= Set task =
Please retype, word for word, everything from "Muslim leaders yesterday" down to "no place here." in the news article on the imam's remarks.

= Selected extract =
Dr Yaacob Ibrahim urged the public to refer cases to the authorities when they arise and said "it would be irresponsible and reckless to sensationalise such issues on social media".

Muslim leaders yesterday said the case of imam Nalla Mohamed Abdul Jameel was a reminder that Singapore's harmony cannot be taken for granted, and the words he had used have no place here.

Minister-in-charge of Muslim Affairs Yaacob Ibrahim said in a Facebook post that the incident was a difficult episode, but a timely reminder of how words uttered insensitively can undermine social cohesion.

"Words matter and words that cause mistrust and apprehension among the various communities have no place in Singapore," said Dr Yaacob, who is Minister for Communications and Information.

"There cannot be double standards when we deal with issues that touch on race and religious harmony," he said. "Our laws preserve the freedom to practise one's faith, and protect all communities, regardless of race or religion, from being denigrated.

"The authorities have done the right thing by applying the law firmly and fairly, as this is in the best interest of all communities."

 
 

He urged the public to refer such cases to the authorities when they arise, and said "it would be irresponsible and reckless to sensationalise such issues on social media".

The Islamic Religious Council of Singapore (Muis) noted the imam's recitation had sought God's help against Jews and Christians, and was not from the Quran. "Supplications written by past scholars living in a different era, as well as exhortations from religious texts, must always be contextualised," it said.

Mufti Fatris Bakaram said: "The words used by the imam have no place in today's Singapore where we as communities live in peace and also in harmony."

He said when the remarks were made public, "it naturally made our Jewish and Christian friends wonder why they were being targeted".

"It has also caused confusion and suspicion among non-Muslims and unfortunately it has also damaged the image of Islam and Muslims."

Muis' code of ethics obliges all religious teachers to ensure that their messages do not harm Singapore's social harmony, Dr Fatris added.

The Federation of Indian Muslims is relieved the probe was conducted thoroughly and concluded fairly. "This incident serves as a wake-up call to step up vigilance against divisive and offensive speech," it said.

The Singapore Islamic Scholars and Religious Teachers Association said: "Essentially Islam forbids praying for negative outcomes on others, whether they are Muslims or believers of other religions."

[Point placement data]
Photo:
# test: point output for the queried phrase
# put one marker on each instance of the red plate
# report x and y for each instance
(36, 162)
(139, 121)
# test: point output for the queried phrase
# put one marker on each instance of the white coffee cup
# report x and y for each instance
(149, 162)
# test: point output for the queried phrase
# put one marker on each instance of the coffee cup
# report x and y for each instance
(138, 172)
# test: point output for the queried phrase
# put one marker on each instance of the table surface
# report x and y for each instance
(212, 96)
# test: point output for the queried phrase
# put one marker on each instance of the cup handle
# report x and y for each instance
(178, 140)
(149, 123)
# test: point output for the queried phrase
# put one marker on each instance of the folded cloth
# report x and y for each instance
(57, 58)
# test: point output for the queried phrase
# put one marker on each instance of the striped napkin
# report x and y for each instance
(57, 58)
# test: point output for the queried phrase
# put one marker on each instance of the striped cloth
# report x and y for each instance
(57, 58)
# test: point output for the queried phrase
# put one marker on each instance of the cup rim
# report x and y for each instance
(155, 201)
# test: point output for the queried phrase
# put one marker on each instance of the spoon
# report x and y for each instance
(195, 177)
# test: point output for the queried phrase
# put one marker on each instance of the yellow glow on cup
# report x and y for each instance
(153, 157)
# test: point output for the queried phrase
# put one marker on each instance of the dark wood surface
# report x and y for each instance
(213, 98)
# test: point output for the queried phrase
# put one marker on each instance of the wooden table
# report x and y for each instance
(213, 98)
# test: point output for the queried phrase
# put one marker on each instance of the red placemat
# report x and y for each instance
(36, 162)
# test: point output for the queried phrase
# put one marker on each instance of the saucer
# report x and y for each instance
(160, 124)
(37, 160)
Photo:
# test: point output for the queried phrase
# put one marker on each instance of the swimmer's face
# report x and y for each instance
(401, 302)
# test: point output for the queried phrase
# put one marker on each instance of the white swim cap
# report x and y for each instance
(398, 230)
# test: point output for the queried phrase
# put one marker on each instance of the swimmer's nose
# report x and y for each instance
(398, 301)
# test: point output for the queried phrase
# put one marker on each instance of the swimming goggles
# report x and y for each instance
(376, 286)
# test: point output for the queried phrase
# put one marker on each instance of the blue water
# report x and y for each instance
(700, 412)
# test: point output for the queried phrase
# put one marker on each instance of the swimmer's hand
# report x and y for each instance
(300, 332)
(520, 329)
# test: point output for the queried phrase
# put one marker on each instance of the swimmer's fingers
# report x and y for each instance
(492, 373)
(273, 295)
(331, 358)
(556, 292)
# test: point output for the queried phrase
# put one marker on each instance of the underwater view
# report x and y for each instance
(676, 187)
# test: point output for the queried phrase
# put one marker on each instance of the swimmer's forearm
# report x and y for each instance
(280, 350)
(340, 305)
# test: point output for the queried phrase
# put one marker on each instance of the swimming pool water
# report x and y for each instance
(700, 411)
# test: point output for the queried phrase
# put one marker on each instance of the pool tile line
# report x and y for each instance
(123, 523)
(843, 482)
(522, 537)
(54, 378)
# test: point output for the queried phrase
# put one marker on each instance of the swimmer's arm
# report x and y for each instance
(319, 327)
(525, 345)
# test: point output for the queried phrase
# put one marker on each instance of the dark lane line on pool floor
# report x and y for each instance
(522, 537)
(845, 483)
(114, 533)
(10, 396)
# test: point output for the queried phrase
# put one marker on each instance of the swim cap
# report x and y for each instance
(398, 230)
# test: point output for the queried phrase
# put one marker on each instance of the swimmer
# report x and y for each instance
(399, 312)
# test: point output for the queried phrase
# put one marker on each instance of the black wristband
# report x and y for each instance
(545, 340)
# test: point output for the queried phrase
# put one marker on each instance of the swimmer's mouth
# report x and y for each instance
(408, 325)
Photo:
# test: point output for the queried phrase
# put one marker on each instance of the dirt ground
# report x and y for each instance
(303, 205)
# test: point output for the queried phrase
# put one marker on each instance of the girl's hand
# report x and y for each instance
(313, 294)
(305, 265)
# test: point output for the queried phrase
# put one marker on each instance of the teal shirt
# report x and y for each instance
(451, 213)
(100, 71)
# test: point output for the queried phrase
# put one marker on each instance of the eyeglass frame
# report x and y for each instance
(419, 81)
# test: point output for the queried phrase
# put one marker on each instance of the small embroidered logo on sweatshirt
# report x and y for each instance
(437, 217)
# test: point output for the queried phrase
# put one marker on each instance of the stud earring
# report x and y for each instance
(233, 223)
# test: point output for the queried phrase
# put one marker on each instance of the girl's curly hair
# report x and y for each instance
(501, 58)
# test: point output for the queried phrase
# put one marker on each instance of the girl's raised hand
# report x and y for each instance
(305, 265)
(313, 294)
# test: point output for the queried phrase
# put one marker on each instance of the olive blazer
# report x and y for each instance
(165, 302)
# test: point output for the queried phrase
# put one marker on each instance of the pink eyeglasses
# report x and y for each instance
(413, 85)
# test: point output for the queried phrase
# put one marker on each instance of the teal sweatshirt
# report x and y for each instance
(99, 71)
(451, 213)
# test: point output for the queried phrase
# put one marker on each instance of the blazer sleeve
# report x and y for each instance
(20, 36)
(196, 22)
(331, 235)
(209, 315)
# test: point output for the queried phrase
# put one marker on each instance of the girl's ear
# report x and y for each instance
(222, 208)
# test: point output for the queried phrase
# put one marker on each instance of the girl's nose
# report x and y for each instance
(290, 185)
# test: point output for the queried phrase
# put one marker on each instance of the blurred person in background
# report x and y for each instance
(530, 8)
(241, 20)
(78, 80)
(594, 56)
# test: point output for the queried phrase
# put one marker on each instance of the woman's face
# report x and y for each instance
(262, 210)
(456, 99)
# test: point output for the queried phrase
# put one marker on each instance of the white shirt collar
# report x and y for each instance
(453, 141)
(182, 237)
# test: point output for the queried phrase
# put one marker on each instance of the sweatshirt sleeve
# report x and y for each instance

= Solution to this exercise =
Muslim leaders yesterday said the case of imam Nalla Mohamed Abdul Jameel was a reminder that Singapore's harmony cannot be taken for granted, and the words he had used have no place here.